■ Consignes de l'exercice
[a] Selon l'extrait sur les conseils de patients, combien d'études cliniques Heinz Läubli coordonne-t-il ?
[b] Reprenez la rédaction de l'extrait sur les conseils de patients à la suite de sa dernière phrase.

■ Extrait du document

Les conseils des patientes et patients sont aussi pris en compte dans cette étude. L’ingénieure de l’environnement Tourane Corbière, à qui on a diagnostiqué un cancer de la moelle osseuse il y a dix ans, est l’une d’elles. «Mon histoire peut servir à améliorer la qualité de vie d’autres personnes touchées par le cancer.» Ses tâches sont variées: «J’ai par exemple lu le protocole de l’étude et identifié les phrases qui peuvent bouleverser les malades. J’ai proposé que l’étude d’accompagnement analyse le besoin d’un soutien psychologique et le moment adéquat pour celui-ci.» Elle a aussi soulevé la question de savoir si les patientes pouvaient continuer, pendant l’étude, à prendre des remèdes alternatifs. «Souvent, les scientifiques oublient ces détails de la vraie vie.»

Plateforme de suivi des conseils de patients en création

Chercheur dans le domaine du cancer, Heinz Läubli, responsable de la coordination d’une trentaine d’études cliniques à l’hôpital universitaire et à l’Université de Bâle, ne dit pas le contraire. «Médicalement, nous faisons tout notre possible pour les participants aux études. Parfois, cela implique de rester isolé trois semaines dans un service. Ce n’est bien sûr pas facile pour les personnes concernées.» Il estime qu’il est donc important d’obtenir un retour des malades après les études. Désormais aussi, la qualité de vie est pratiquement toujours prise en considération.

«Il va de soi qu’il faudrait faire tout ce qui aide le patient», affirme Alfred Zippelius, comédecin en chef du service d’oncologie de l’Hôpital universitaire de Bâle, qui travaille aussi dans la recherche clinique. Pour éviter que ses patientes ne participent à des études expérimentales en ayant des attentes irréalistes et pour s’assurer qu’elles comprennent toutes les démarches, il prend largement le temps d’examiner avec elles les dossiers d’information. Selon lui, il n’est pas pertinent de consulter les conseils de patients pour chaque étude clinique: «Cela n’a pas de sens d’alourdir l’ensemble du dispositif au point d’entraver une étude.» Pour lui, il vaut mieux s’entendre sur quelques points fondamentaux, par exemple à l’occasion d’une table ronde.

■ Données enregistrées
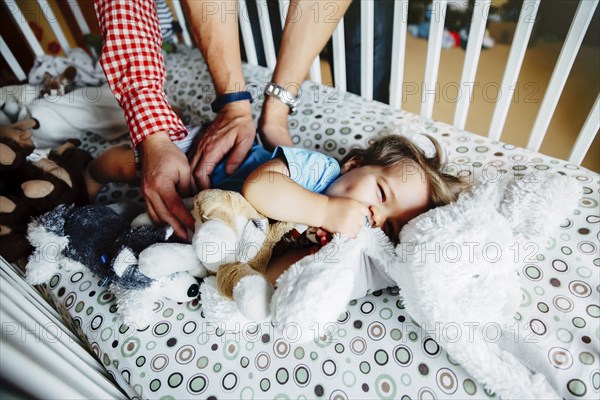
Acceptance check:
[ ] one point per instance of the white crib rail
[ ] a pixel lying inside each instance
(513, 66)
(398, 52)
(38, 352)
(434, 51)
(367, 34)
(429, 88)
(577, 31)
(587, 134)
(480, 15)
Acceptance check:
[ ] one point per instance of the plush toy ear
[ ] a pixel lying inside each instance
(163, 259)
(70, 72)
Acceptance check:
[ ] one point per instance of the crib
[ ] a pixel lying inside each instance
(63, 340)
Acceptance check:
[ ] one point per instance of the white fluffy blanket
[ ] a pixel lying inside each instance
(455, 269)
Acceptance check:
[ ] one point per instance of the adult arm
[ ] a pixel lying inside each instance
(232, 132)
(308, 27)
(273, 193)
(133, 64)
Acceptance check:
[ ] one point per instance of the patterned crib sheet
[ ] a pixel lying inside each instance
(375, 350)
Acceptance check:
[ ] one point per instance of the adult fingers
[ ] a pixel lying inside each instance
(168, 208)
(208, 163)
(238, 154)
(25, 124)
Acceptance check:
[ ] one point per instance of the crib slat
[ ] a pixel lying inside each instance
(587, 134)
(180, 15)
(434, 50)
(76, 10)
(18, 17)
(284, 6)
(266, 33)
(53, 22)
(583, 17)
(476, 33)
(398, 52)
(339, 57)
(367, 34)
(247, 36)
(315, 67)
(513, 66)
(12, 61)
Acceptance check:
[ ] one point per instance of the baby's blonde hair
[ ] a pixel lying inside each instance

■ Liste des réponses
[a] Une trentaine d'études cliniques, à l'hôpital universitaire et à l'Université de Bâle.

[b]
«Le projet prend peu à peu de la vitesse, même si nous ne sommes pas encore aussi avancés que la Grande-Bretagne, par exemple.»Sabine Rütti Roch

C’est là que se concentre le travail. «La Suisse compte actuellement plus de 60 initiatives, dans des lieux et à des niveaux différents, indique Sabine Rütti Roch. Nous voulons les rapprocher.» Le développement d’une plateforme permettant aux chercheuses de trouver des conseils de patients pour leurs études en fait partie. En effet, ces conseils ne sont pas suffisamment nombreux. Des cours Eupati sont donc organisés en Suisse pour former des patients-experts. Les personnes intéressées apprennent par exemple le fonctionnement de la recherche clinique et les normes scientifiques qui doivent être respectées par les scientifiques.

«Le projet prend peu à peu de la vitesse, même si nous ne sommes pas encore aussi avancés que la Grande-Bretagne, par exemple, estime Sabine Rütti Roch. Si les études deviennent plus conviviales pour les patientes, il sera peut-être plus facile, à l’avenir, d’en recruter suffisamment et de les garder acquises à la cause.» C’est seulement ainsi que la recherche sur le cancer pourra progresser.